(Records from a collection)
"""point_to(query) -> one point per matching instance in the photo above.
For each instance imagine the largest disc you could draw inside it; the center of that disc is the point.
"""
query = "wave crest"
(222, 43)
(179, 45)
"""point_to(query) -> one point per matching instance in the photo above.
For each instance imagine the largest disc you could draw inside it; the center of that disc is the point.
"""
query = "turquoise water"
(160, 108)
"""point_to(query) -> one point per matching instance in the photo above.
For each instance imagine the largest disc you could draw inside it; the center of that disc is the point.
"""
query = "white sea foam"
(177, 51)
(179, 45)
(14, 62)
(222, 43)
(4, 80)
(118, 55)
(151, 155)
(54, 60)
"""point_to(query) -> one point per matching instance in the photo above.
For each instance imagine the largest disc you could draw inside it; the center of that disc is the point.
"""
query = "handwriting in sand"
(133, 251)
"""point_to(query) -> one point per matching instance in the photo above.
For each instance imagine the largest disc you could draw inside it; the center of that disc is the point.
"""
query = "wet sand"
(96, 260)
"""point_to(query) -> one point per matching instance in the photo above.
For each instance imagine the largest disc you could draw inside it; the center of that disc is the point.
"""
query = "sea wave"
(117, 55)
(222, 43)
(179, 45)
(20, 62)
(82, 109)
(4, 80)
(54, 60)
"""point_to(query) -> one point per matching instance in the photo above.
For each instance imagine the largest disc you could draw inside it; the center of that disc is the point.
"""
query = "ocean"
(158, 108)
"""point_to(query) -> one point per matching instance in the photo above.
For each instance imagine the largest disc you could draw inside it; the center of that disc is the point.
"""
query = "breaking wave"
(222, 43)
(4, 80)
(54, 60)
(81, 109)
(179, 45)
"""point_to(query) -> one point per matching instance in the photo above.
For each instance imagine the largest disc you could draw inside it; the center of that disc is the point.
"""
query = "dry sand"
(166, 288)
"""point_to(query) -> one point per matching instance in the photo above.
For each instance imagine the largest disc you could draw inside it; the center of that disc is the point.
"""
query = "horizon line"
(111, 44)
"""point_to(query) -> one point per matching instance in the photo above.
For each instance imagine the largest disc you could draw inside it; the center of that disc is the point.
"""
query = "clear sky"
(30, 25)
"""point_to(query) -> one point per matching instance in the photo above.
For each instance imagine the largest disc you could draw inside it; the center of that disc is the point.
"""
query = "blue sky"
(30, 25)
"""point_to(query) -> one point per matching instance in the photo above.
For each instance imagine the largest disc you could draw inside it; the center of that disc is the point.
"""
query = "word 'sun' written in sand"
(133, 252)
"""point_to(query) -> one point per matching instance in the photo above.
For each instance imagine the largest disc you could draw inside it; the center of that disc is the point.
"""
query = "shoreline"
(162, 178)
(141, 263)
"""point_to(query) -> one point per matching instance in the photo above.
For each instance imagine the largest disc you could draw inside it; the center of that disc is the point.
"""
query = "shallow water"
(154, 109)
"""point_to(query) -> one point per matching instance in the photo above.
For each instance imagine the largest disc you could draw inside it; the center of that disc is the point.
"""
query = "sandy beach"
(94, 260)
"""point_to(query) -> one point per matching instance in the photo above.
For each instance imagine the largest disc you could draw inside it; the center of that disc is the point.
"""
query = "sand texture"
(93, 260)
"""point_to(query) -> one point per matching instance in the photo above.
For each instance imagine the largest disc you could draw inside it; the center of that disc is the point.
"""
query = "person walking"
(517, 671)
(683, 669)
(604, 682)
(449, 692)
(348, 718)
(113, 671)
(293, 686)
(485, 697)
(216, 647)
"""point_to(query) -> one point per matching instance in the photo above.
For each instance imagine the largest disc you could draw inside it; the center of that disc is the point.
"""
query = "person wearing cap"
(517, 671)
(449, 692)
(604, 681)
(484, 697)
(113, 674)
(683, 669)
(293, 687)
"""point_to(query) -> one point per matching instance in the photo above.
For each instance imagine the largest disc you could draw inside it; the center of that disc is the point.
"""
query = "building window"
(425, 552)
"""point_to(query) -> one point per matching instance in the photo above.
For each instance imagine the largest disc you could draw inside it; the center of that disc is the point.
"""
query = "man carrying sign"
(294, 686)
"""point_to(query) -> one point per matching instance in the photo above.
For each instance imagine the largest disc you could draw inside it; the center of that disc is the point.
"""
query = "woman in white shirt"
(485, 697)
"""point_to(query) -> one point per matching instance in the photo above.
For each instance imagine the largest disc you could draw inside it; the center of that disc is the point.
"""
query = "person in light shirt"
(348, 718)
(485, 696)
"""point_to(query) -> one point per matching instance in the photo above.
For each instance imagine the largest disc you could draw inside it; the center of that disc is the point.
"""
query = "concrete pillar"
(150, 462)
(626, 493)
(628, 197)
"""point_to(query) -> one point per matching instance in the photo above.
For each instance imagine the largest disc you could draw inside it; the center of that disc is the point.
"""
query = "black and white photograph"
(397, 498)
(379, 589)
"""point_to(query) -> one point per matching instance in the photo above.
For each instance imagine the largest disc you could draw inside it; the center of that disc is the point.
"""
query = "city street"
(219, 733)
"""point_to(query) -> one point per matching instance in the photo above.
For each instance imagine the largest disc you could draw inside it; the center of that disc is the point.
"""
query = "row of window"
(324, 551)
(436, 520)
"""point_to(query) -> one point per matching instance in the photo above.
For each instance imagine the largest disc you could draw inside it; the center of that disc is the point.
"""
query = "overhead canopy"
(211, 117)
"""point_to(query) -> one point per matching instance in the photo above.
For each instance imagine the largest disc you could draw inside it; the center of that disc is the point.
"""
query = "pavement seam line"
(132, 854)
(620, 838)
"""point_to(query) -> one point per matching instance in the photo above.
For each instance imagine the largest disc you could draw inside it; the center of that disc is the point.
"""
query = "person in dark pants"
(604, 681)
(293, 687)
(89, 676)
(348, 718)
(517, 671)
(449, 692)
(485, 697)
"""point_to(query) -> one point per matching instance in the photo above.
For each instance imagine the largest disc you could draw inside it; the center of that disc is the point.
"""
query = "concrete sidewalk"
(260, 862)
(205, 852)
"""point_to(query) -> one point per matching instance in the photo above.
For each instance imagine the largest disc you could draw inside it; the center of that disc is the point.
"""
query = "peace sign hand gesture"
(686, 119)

• What you will do:
Output every entry word for word.

• Task answer:
"""point_to(query) -> one point per matching instance in the photo above.
For each instance imagine the largest disc you could draw inside it; the center of that disc is the point.
"""
query = "wave crest"
(222, 43)
(179, 45)
"""point_to(query) -> one point per matching instance in the photo above.
For each instance imagine the largest disc you could draw inside it; the center of that disc is the point.
"""
query = "turquoise water"
(160, 108)
"""point_to(query) -> one point per matching instance in the photo above.
For each instance imagine the largest disc you could draw inside it; the center of that disc is the point.
"""
query = "white sea foam"
(177, 51)
(179, 45)
(14, 62)
(222, 43)
(4, 80)
(118, 55)
(151, 155)
(54, 60)
"""point_to(query) -> one point per matching instance in the photo above.
For each instance imagine the largest disc you could draw inside it; the center of that disc is the point.
"""
query = "handwriting in sand"
(133, 251)
"""point_to(query) -> one point per matching instance in the photo above.
For each instance imagine the largest disc you could draw inside it; the center of that disc is the point.
"""
query = "wet sand"
(96, 260)
"""point_to(query) -> one point per matching instance in the photo above.
For each instance imagine the largest disc you could draw inside it; the center of that disc is the point.
"""
query = "sea wave"
(117, 55)
(222, 43)
(179, 45)
(20, 62)
(82, 109)
(4, 80)
(54, 60)
"""point_to(query) -> one point per matching instance in the photo above.
For each instance imagine the largest disc you could draw inside it; the center of that disc is the point.
"""
query = "ocean"
(158, 108)
"""point_to(query) -> one point per matching instance in the photo above.
For each instance imagine the largest disc you could draw inside it; the center of that disc is the point.
"""
query = "breaking wave"
(222, 43)
(4, 80)
(54, 60)
(81, 109)
(179, 45)
"""point_to(query) -> one point per matching instance in the photo above.
For each instance imagine the largest disc you could draw inside it; the center of that disc is the point.
"""
query = "dry sand"
(166, 288)
"""point_to(query) -> one point per matching instance in the photo above.
For each instance imagine the largest disc you could draw inside it; the center of that disc is the point.
"""
query = "horizon line"
(111, 44)
"""point_to(query) -> one point per matching instance in the photo above.
For each instance imagine the largest disc you could draw inside it; the center of that disc is the point.
"""
query = "clear sky"
(30, 25)
"""point_to(query) -> one point per matching instance in the photo above.
For each instance imagine the largest disc you could draw inside it; the center of that disc is the point.
"""
query = "blue sky"
(30, 25)
"""point_to(query) -> one point per matching instance in the photo above.
For each instance imagine the largest disc you could draw inside it; the center of that disc is the point.
"""
query = "word 'sun' written in sand"
(133, 252)
"""point_to(query) -> one point per matching instance in the photo above.
For each instance imagine the largest disc you could draw inside it; the center of that disc is the point.
"""
query = "shoreline"
(162, 178)
(141, 263)
"""point_to(query) -> one point per matching instance in the photo above.
For each instance imagine the largest disc you could draw inside it; the center of that disc is the point.
"""
query = "shallow water"
(154, 109)
"""point_to(query) -> one point per matching instance in the photo above.
For each instance imagine the largest disc you could draw inside it; the center of that disc is the point.
"""
query = "sandy beach"
(94, 260)
"""point_to(query) -> one point per matching instance in the photo above.
For each instance imagine the largest disc you could draw inside it; the center of that disc is the point.
"""
query = "sand texture"
(93, 260)
"""point_to(query) -> one point per matching instance in the photo above.
For each instance imagine the largest disc you could draw inside it; the center of that disc is the point.
"""
query = "person walking"
(517, 671)
(683, 669)
(604, 682)
(449, 692)
(348, 718)
(113, 671)
(293, 686)
(485, 697)
(216, 647)
"""point_to(query) -> one point per matching instance in the photo above.
For each instance imagine the largest disc you could draw inside it; the center of that disc is the point.
"""
query = "person wearing cap"
(517, 671)
(449, 692)
(604, 681)
(484, 697)
(113, 674)
(683, 669)
(293, 687)
"""point_to(query) -> one point per matching instance in the photo above.
For each instance imagine the largest disc you could draw inside it; the center of that disc is the point.
"""
query = "building window"
(425, 552)
"""point_to(query) -> one point per matching instance in the photo above.
For each instance imagine the largest disc you could draw inside it; the center of that disc is the point.
"""
query = "man carrying sign"
(294, 686)
"""point_to(query) -> one point per matching instance in the photo above.
For each instance imagine the largest disc you could draw inside it; the center of that disc is the point.
"""
query = "woman in white shirt"
(485, 697)
"""point_to(query) -> one point per matching instance in the photo above.
For each instance imagine the largest disc you could draw inside it; the center of that disc is the point.
"""
query = "person in light shirt"
(348, 718)
(485, 696)
"""point_to(query) -> one point per matching instance in the photo above.
For each instance imagine the largest disc you could draw inside it; the center of that disc is the point.
"""
query = "concrete pillar"
(150, 462)
(626, 493)
(628, 197)
"""point_to(query) -> one point per matching instance in the photo above.
For each instance imagine the largest disc you could draw inside it; the center of that disc is the point.
"""
query = "black and white photograph"
(397, 498)
(379, 589)
"""point_to(query) -> one point per matching instance in the photo above.
For each instance imagine the largest disc you could draw inside it; the center of that disc is the point.
"""
query = "city street"
(219, 733)
"""point_to(query) -> one point per matching instance in the photo above.
For each instance imagine the largest disc you could draw inside it; the center of that disc is the point.
"""
query = "row of window"
(324, 551)
(436, 520)
"""point_to(query) -> one point per matching instance in the photo above.
For each instance imagine the largest disc you could draw inside it; the center of that disc is the point.
"""
query = "overhead canopy"
(211, 117)
"""point_to(query) -> one point per matching instance in the photo above.
For each instance imagine the largest disc you could draw inside it; the center of that disc is the point.
"""
query = "pavement seam line"
(132, 854)
(620, 838)
"""point_to(query) -> one point per matching instance in the photo above.
For each instance imagine the largest disc you could draw inside it; the center of that disc is the point.
"""
query = "person in dark pants"
(604, 681)
(293, 687)
(89, 676)
(348, 718)
(517, 671)
(449, 692)
(485, 697)
"""point_to(query) -> one point per matching instance in the photo above.
For each instance imagine the largest disc you could draw inside it; the center of that disc is the point.
"""
query = "concrete sidewalk"
(260, 862)
(205, 852)
"""point_to(query) -> one point per matching instance in the photo above.
For each instance imagine the largest disc you could draw inside it; the center of that disc is the point.
"""
query = "peace sign hand gesture"
(686, 119)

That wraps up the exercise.